Below are the entries. Set down exactly the line containing "Where can the tall" and each line after it.

═══ DATA SUPPLIED ═══

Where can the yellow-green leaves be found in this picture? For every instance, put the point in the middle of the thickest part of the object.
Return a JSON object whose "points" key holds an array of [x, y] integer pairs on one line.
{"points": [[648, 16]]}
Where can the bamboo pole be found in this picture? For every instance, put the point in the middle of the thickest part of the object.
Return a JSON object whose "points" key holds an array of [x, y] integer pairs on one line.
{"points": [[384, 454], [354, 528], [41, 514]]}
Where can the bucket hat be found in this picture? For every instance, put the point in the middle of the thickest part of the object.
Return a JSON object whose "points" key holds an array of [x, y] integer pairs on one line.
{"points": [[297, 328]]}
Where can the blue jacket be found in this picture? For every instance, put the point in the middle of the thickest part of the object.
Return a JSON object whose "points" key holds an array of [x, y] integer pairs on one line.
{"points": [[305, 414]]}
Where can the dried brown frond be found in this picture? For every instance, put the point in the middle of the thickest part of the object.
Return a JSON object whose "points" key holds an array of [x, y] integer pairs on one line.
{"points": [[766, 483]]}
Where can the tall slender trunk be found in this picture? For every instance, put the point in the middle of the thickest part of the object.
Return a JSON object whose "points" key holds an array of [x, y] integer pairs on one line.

═══

**RESPONSE FOR THIS EXERCISE**
Where can the tall slender trunk be found in this picture? For every instance, put the point in the middle of the thickest part of the object.
Return a JSON object whose "points" key holds an array of [x, y] integer pairs on one line.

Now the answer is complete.